What to work on: In the records below, take the line containing "chevrolet bowtie emblem." and every line following it, and write them out exactly.

Dataset excerpts:
____________
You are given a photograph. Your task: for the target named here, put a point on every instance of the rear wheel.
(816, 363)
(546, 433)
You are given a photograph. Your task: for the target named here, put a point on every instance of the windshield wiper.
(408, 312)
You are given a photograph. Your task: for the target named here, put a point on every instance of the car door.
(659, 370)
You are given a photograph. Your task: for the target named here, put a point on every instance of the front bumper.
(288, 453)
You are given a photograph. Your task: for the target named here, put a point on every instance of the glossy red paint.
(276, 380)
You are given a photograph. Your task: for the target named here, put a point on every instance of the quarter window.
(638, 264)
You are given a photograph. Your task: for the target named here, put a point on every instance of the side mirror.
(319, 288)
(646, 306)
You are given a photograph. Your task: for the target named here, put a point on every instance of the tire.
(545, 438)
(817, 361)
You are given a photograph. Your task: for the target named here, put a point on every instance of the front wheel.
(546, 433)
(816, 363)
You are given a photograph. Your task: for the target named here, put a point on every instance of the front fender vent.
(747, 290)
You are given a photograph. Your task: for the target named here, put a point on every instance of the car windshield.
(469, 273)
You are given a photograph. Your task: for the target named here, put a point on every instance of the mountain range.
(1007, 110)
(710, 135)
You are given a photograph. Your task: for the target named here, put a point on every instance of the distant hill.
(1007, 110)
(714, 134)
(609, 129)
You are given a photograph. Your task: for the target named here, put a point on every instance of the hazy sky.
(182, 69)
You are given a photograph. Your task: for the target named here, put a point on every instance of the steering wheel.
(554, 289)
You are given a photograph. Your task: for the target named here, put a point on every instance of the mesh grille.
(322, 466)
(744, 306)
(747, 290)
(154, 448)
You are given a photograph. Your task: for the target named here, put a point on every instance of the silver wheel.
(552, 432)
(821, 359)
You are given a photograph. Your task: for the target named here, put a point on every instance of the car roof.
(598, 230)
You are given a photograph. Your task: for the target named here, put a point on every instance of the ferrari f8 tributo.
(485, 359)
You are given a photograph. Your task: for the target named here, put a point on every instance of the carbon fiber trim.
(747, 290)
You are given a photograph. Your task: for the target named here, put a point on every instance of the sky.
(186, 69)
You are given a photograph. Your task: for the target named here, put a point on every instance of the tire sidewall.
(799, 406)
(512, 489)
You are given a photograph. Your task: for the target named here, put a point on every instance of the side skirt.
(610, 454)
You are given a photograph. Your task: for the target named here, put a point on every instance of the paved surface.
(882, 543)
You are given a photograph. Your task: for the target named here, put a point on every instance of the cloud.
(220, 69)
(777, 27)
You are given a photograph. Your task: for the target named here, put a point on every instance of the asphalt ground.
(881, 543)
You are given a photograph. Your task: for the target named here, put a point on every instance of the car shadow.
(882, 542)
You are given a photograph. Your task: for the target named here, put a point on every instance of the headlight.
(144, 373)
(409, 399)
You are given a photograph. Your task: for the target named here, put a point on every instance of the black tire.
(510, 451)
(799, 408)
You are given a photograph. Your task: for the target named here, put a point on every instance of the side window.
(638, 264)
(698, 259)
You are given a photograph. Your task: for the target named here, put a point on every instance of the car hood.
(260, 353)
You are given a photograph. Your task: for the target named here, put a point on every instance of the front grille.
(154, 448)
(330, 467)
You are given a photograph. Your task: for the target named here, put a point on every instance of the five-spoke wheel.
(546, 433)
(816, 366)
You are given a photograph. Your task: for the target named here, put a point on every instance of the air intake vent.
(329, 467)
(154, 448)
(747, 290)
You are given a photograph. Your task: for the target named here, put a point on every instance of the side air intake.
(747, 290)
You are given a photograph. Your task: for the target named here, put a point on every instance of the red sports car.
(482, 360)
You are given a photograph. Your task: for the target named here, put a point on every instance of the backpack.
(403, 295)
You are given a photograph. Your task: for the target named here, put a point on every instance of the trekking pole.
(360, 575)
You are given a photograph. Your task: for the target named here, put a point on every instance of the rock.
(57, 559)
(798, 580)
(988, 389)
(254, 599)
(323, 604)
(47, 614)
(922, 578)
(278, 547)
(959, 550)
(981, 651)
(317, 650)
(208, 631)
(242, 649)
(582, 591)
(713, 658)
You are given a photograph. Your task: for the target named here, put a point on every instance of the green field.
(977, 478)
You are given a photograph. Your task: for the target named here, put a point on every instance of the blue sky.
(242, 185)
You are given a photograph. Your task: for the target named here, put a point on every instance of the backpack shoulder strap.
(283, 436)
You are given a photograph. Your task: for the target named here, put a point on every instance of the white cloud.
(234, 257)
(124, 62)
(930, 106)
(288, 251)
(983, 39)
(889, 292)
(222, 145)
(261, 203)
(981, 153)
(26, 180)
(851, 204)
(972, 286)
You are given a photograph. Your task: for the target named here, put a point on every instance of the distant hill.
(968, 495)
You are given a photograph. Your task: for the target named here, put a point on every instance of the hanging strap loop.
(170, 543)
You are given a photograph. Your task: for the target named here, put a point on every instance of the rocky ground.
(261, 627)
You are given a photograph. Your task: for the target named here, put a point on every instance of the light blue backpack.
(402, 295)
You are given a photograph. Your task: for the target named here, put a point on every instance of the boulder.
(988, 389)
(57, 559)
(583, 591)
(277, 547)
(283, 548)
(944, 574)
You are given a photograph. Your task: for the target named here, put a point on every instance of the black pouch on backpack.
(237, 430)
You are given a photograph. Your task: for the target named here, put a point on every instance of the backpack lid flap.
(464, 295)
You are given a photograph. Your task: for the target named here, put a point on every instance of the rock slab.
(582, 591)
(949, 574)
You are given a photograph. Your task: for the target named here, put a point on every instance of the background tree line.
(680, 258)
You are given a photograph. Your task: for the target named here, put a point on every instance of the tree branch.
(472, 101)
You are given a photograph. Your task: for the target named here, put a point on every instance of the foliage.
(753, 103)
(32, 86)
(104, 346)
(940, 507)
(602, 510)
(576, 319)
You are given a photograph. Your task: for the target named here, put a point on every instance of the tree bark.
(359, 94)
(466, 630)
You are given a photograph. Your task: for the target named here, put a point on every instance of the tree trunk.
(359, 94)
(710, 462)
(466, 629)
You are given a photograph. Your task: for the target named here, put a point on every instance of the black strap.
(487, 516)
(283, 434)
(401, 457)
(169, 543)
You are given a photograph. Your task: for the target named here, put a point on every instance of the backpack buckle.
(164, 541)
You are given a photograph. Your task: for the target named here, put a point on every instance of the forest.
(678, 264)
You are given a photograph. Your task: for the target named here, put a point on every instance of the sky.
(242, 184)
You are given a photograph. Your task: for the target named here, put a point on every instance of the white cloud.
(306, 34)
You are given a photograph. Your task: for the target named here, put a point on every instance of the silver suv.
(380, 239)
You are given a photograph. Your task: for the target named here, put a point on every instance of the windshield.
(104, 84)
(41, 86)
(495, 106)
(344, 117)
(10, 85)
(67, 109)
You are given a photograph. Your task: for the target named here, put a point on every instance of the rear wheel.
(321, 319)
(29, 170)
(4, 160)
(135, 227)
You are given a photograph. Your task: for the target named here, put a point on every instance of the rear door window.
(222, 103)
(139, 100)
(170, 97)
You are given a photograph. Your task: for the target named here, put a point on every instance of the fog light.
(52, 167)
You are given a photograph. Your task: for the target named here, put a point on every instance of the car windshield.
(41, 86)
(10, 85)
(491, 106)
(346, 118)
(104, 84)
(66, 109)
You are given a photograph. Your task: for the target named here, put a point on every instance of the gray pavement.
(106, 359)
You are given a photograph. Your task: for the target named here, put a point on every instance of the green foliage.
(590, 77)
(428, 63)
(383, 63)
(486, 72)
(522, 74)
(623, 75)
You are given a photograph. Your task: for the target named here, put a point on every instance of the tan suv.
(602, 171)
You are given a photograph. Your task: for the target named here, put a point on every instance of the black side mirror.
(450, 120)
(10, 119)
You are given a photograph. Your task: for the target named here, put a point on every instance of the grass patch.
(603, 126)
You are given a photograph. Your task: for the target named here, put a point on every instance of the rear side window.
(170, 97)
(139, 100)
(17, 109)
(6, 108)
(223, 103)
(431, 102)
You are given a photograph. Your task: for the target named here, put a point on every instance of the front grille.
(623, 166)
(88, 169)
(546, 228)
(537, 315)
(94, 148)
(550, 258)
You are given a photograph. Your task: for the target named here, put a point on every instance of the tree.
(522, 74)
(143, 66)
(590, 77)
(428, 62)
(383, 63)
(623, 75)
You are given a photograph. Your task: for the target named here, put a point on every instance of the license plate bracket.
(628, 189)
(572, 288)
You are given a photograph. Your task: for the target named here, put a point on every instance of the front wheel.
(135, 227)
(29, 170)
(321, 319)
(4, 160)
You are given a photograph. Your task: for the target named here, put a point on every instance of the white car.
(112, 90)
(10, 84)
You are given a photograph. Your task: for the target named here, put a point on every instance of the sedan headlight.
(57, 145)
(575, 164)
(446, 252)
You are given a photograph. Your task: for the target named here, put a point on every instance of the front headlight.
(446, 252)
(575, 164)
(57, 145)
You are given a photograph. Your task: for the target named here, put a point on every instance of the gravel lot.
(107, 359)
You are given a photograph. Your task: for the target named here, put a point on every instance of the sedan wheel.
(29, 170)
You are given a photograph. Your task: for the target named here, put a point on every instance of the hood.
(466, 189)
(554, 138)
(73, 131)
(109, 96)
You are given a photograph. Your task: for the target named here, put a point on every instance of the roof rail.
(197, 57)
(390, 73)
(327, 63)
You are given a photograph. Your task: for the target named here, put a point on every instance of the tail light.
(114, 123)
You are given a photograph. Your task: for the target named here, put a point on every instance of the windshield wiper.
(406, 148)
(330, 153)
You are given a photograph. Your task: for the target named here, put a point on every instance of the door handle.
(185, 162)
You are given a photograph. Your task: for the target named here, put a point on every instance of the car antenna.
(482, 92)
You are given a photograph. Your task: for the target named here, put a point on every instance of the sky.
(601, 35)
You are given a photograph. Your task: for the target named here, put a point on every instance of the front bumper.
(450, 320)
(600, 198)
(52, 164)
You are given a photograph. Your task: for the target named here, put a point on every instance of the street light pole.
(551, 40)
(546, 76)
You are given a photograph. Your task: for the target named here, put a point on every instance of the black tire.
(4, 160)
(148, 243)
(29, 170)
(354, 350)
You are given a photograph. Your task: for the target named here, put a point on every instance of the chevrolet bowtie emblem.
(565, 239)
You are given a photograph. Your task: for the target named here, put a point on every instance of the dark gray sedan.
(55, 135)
____________
Response:
You are given a photograph. Your task: for the target named here, put a point on every instance of the chevrolet bowtie emblem.
(565, 239)
You are given a photograph. Your task: for the target named here, put a point on every instance of the dark gray sedan.
(55, 135)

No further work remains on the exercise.